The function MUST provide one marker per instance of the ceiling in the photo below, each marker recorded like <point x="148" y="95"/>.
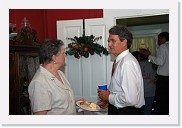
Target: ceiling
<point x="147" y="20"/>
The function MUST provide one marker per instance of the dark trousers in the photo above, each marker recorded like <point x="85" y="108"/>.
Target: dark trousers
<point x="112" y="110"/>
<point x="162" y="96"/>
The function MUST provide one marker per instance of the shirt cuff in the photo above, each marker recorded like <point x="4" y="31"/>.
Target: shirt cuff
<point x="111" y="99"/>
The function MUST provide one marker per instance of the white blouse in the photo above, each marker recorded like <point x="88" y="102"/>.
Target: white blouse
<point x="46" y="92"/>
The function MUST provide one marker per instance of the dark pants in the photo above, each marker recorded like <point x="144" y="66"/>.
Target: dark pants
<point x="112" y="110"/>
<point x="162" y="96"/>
┄┄┄┄┄┄┄┄┄┄
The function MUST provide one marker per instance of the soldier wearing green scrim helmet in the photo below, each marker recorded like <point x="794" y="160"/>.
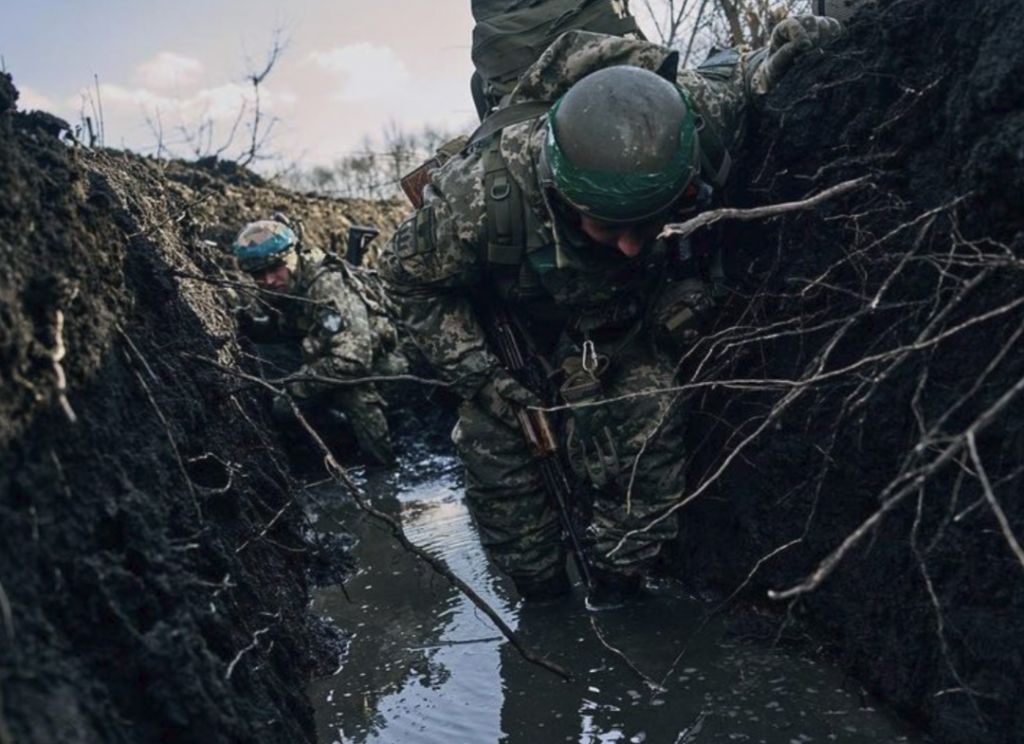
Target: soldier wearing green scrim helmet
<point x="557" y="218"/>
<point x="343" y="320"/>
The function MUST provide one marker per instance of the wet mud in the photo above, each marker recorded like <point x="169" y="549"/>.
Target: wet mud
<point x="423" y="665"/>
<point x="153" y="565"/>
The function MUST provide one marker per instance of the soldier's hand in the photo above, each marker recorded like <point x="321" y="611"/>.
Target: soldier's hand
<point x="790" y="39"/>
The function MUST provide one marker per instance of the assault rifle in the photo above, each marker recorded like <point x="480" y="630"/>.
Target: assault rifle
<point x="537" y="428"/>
┄┄┄┄┄┄┄┄┄┄
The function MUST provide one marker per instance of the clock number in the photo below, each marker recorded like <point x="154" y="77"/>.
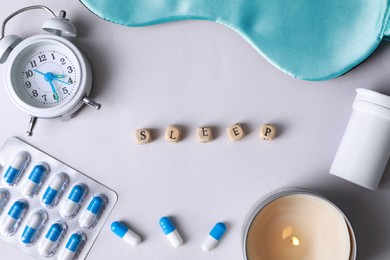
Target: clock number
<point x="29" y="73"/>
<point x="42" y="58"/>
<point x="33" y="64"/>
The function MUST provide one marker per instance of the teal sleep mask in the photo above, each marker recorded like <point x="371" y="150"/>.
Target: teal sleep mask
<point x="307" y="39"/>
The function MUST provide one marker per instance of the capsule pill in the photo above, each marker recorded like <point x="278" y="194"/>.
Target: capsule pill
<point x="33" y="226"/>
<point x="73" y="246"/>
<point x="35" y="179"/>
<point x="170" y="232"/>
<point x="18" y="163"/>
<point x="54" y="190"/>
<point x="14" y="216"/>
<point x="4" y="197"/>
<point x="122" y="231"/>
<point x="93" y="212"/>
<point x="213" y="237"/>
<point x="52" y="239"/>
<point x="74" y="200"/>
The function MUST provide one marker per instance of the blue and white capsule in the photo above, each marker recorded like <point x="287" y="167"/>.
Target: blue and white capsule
┄┄┄┄┄┄┄┄┄┄
TO BE DONE:
Could you rewrite the entries from "The function MUST provide one marker per instance of the clock" down to "Target: blue and white capsule", both ends included, with the requests unchanged and 125 added to both the x and y coordinates of every answer point? Don't change the sample points inside the requests, and leave the pictures out.

FINAL RESULT:
The function MUST provide one marker per instance of the clock number in the photo below, each marker recorded like <point x="154" y="77"/>.
Target: clock number
<point x="154" y="198"/>
<point x="167" y="183"/>
<point x="158" y="189"/>
The function MUST provide one marker per instance of the teal sleep mask in the photo above, each marker recorded like <point x="371" y="150"/>.
Target: teal sleep mask
<point x="432" y="164"/>
The function MUST provide one marker per instance of the capsule pill in the photo above, each marker recorded like <point x="278" y="194"/>.
Target: capsule pill
<point x="158" y="351"/>
<point x="198" y="371"/>
<point x="160" y="304"/>
<point x="295" y="357"/>
<point x="143" y="288"/>
<point x="179" y="315"/>
<point x="139" y="341"/>
<point x="129" y="322"/>
<point x="247" y="356"/>
<point x="218" y="337"/>
<point x="338" y="362"/>
<point x="177" y="364"/>
<point x="199" y="325"/>
The function MUST provide one marker per instance of the blue and white capsule in the photo above, each marker recorded like <point x="287" y="167"/>.
Target: blue and white capsule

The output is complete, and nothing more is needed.